▸ **EXERCISE INSTRUCTIONS**: Retype each line of the data below exactly, beginning with the first and ending with the one that contains "Locate the wicker". Pictures do not belong in the copy.

Natural language region descriptions

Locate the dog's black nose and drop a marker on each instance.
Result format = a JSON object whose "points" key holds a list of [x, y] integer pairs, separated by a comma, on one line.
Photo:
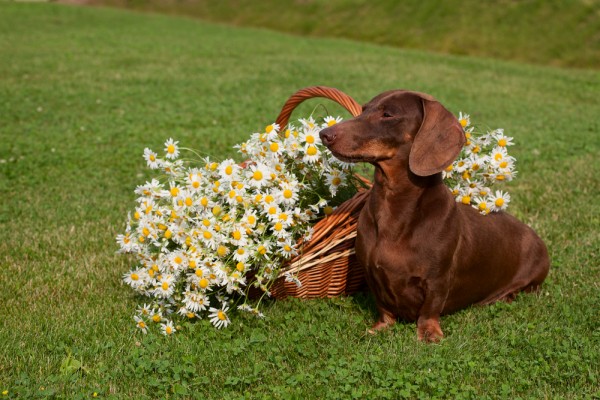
{"points": [[327, 136]]}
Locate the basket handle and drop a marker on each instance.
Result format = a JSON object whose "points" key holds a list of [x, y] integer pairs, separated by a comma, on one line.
{"points": [[317, 91]]}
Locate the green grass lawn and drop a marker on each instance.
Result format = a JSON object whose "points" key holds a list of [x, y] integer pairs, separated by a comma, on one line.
{"points": [[83, 91]]}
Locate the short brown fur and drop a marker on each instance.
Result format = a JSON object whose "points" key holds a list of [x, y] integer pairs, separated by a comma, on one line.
{"points": [[425, 255]]}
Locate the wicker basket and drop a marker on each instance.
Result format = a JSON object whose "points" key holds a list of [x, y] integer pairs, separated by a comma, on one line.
{"points": [[327, 266]]}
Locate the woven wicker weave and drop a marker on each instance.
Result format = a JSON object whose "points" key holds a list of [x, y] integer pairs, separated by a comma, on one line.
{"points": [[327, 266]]}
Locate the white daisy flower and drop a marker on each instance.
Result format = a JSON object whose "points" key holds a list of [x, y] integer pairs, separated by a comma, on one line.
{"points": [[171, 149], [259, 175], [195, 301], [135, 278], [166, 287], [167, 328], [228, 170]]}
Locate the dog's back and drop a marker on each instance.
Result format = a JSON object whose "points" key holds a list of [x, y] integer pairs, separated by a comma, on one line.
{"points": [[496, 257]]}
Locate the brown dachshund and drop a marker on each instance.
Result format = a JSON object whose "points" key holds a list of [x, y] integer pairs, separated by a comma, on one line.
{"points": [[424, 254]]}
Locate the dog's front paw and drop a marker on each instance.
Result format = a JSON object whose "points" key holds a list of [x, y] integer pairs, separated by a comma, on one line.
{"points": [[429, 331]]}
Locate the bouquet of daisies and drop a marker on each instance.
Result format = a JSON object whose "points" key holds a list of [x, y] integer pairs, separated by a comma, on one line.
{"points": [[483, 162], [205, 233]]}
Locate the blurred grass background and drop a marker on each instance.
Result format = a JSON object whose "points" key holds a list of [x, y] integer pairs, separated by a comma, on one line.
{"points": [[550, 32]]}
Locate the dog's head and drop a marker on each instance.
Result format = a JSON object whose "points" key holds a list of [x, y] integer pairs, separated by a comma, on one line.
{"points": [[396, 125]]}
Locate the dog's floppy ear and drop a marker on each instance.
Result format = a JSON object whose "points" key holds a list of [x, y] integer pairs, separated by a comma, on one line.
{"points": [[438, 142]]}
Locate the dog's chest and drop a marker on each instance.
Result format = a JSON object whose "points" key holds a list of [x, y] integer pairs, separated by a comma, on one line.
{"points": [[379, 243]]}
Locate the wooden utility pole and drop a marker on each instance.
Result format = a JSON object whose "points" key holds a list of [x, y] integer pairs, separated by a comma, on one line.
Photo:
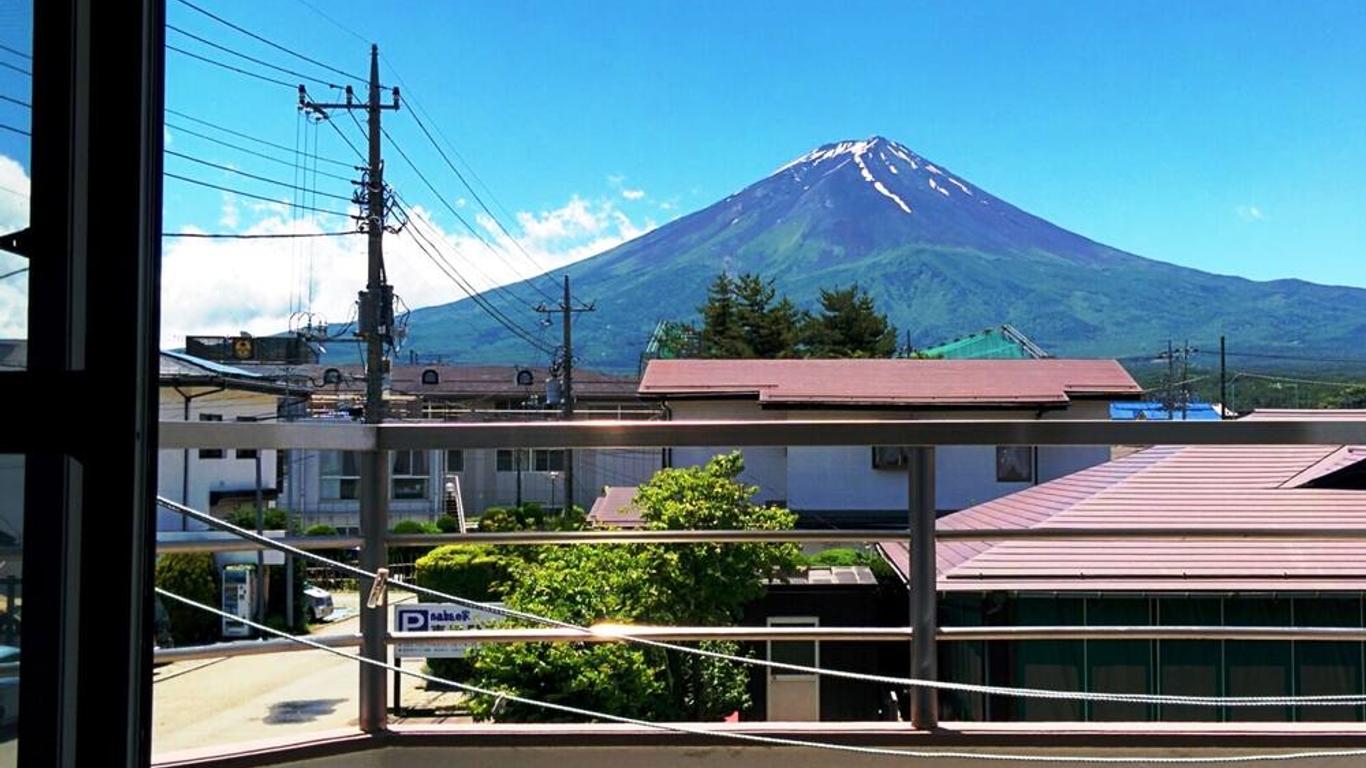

▸ **SOLUTION TO THE PROBLEM**:
Locate the dog's black nose and drop a marker on each instance.
Result format = a JSON object whose "points" key holds a list of [x, y] integer pairs, separated by a comma, on one line.
Photo:
{"points": [[327, 136]]}
Locate the basket handle and drop a marker on each instance.
Result format = a JSON object whose "points" key holds a list of [x, y] integer pairs, separated by a comma, on one line.
{"points": [[317, 91]]}
Locate the green grass lawn and drop a marker on each instance.
Result format = a JSON object whose "points" key holds a list of [x, y] integer pairs, separated by a comma, on one line.
{"points": [[83, 91]]}
Locate the short brown fur and drop a marker on each instance.
Result format = a JSON object whose "points" key holds a list of [x, y] integer pairs, separated by a comma, on one line.
{"points": [[425, 255]]}
Locate the wicker basket and drop a marker on each instance.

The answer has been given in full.